** Supplied material follows **
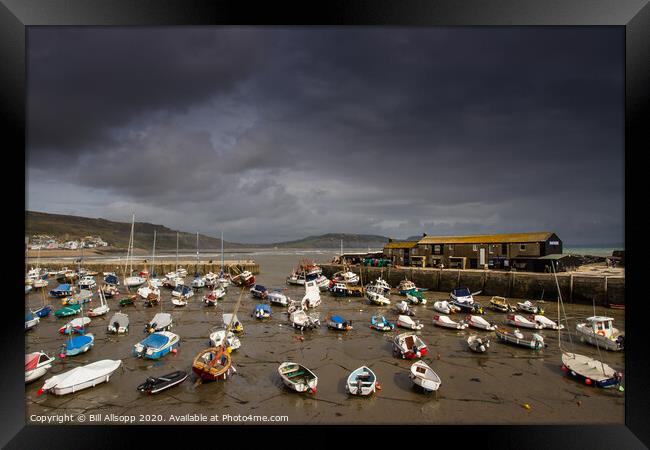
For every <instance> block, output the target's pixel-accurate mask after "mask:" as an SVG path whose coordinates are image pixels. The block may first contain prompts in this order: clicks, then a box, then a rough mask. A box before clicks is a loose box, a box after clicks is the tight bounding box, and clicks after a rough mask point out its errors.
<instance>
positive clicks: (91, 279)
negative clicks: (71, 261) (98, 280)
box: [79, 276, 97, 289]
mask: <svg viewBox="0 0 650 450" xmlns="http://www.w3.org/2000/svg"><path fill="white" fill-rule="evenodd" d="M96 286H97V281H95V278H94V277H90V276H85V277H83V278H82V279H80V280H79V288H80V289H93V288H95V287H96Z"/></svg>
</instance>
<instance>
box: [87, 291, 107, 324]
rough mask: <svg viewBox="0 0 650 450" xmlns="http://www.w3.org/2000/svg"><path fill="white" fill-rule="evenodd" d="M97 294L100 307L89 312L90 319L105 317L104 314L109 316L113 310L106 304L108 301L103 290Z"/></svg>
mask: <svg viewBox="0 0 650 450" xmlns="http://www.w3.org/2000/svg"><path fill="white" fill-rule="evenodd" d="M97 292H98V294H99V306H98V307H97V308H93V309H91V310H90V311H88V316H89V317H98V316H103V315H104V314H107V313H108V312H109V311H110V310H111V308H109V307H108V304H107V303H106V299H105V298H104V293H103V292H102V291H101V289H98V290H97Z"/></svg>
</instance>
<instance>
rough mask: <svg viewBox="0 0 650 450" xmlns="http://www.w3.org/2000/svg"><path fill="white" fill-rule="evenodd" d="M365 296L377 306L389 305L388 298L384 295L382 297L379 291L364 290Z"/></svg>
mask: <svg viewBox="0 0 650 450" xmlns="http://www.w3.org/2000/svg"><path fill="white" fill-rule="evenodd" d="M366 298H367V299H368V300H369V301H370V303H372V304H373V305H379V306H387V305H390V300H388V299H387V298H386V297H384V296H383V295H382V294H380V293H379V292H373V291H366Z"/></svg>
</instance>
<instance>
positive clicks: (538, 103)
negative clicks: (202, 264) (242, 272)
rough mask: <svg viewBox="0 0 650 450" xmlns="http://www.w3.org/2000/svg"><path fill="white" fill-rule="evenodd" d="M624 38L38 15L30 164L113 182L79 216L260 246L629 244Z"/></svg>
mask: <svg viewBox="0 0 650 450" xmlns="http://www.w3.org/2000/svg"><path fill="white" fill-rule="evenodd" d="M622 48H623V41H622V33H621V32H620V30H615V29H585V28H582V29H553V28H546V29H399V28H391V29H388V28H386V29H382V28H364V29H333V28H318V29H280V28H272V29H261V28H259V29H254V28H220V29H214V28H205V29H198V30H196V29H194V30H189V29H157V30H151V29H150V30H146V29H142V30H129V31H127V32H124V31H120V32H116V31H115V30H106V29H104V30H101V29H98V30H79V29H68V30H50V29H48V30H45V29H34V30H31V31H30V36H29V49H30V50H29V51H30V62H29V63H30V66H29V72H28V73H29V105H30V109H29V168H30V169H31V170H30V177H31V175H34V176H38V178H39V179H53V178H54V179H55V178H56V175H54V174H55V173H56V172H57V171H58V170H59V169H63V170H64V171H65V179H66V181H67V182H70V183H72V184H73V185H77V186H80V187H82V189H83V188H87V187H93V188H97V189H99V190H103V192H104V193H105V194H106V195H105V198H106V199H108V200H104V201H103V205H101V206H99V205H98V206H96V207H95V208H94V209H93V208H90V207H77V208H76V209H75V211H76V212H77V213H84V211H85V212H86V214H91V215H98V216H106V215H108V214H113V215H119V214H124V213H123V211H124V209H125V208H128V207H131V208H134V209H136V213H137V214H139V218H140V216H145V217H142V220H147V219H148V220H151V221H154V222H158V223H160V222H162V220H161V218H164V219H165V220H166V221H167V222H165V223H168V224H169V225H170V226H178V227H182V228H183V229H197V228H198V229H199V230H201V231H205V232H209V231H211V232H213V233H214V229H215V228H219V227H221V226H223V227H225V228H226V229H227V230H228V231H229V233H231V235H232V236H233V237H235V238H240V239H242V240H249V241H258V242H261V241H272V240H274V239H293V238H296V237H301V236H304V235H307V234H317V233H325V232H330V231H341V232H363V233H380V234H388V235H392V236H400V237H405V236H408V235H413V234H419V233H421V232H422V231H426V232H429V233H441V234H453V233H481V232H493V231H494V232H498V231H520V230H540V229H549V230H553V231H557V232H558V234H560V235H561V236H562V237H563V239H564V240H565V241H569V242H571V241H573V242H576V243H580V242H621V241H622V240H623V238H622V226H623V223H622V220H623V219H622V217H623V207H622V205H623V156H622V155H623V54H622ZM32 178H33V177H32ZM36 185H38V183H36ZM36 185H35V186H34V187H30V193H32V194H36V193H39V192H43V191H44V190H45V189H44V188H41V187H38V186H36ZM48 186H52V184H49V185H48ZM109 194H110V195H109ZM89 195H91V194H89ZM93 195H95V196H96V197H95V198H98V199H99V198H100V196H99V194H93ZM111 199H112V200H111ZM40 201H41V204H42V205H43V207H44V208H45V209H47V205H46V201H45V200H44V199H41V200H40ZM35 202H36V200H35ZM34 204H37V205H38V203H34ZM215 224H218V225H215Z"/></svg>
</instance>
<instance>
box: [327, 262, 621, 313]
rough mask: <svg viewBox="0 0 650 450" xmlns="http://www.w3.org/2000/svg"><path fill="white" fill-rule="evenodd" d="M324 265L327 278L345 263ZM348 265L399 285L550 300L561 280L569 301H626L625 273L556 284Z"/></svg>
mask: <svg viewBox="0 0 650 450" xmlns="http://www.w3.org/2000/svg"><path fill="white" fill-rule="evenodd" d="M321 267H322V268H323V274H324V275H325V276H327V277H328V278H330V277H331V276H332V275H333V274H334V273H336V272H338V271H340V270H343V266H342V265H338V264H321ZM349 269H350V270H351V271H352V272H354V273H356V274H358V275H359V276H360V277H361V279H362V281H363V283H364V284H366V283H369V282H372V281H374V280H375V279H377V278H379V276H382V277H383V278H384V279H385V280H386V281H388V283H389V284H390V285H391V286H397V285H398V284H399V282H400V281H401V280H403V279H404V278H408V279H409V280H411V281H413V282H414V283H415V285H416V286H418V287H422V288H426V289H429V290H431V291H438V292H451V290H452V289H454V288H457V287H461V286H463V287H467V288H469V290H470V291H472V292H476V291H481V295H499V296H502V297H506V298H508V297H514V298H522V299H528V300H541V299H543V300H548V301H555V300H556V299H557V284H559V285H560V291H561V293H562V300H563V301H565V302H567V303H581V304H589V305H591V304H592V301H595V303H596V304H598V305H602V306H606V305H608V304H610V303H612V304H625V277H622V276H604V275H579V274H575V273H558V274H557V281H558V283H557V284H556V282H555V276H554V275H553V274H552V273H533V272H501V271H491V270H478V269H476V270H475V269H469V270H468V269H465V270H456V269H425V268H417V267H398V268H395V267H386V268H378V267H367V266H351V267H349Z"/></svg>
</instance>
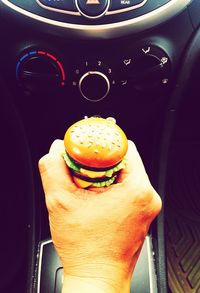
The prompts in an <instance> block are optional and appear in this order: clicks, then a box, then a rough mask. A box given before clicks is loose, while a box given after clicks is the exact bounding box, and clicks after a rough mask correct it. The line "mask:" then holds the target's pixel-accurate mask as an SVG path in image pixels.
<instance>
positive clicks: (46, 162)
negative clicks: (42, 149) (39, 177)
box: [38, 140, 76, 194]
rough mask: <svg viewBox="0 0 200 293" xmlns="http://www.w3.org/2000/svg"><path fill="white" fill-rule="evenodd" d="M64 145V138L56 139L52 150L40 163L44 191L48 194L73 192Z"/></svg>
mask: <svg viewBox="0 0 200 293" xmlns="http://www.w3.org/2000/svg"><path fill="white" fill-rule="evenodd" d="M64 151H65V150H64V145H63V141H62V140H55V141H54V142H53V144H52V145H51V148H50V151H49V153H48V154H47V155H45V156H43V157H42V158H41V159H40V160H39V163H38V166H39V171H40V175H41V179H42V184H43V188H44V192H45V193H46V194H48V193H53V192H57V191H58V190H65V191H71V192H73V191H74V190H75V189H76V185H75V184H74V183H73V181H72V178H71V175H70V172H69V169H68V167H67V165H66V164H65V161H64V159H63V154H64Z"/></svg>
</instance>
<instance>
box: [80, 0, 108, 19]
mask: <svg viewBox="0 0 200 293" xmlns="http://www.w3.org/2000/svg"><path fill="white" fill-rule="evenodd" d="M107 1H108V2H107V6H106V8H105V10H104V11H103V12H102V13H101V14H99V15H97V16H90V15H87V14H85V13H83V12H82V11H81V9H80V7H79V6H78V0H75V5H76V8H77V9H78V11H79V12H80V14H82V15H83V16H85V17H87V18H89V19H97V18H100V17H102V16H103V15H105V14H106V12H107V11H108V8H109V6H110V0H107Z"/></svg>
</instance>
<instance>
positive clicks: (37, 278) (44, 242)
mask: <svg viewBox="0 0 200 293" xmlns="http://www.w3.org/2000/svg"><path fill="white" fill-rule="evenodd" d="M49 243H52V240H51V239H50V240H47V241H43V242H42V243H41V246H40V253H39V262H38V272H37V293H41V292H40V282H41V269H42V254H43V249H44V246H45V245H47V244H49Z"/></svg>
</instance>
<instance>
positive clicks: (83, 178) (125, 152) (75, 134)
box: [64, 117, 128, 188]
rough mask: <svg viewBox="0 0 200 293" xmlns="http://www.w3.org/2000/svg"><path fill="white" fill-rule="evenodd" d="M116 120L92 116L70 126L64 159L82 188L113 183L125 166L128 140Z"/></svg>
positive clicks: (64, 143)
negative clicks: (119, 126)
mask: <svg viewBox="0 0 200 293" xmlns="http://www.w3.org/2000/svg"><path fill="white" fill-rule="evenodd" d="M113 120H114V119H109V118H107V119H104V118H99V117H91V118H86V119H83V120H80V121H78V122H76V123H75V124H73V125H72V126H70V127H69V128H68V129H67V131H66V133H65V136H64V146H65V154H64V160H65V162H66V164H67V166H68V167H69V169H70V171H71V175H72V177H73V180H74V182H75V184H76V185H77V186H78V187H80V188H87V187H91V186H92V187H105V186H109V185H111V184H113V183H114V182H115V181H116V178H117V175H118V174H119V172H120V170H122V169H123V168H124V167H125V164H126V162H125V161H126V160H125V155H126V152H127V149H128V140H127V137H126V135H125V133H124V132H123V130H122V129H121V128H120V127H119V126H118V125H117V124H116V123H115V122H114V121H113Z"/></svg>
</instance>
** End of Supplied material **
▸ **Task objective**
Repeat word for word the lines starting at the one that contains "120L92 116L70 126L64" and ending at the final line of the stored items, both ends included.

▸ **Answer to this exercise**
rough mask: <svg viewBox="0 0 200 293" xmlns="http://www.w3.org/2000/svg"><path fill="white" fill-rule="evenodd" d="M116 120L92 116L70 126L64 159L82 188L113 183L125 166L128 140Z"/></svg>
positive clicks: (64, 143)
negative clicks: (119, 126)
mask: <svg viewBox="0 0 200 293" xmlns="http://www.w3.org/2000/svg"><path fill="white" fill-rule="evenodd" d="M113 120H114V119H109V118H107V119H104V118H99V117H91V118H86V119H83V120H80V121H78V122H76V123H75V124H73V125H72V126H70V127H69V128H68V129H67V131H66V133H65V136H64V146H65V154H64V160H65V162H66V164H67V166H68V167H69V169H70V171H71V175H72V177H73V180H74V182H75V184H76V185H77V186H78V187H80V188H87V187H91V186H92V187H105V186H109V185H111V184H113V183H114V182H115V181H116V178H117V175H118V174H119V172H120V170H122V169H123V168H124V167H125V164H126V162H125V161H126V160H125V155H126V152H127V149H128V140H127V137H126V135H125V133H124V132H123V130H122V129H121V128H120V127H119V126H118V125H117V124H116V123H115V122H114V121H113Z"/></svg>
</instance>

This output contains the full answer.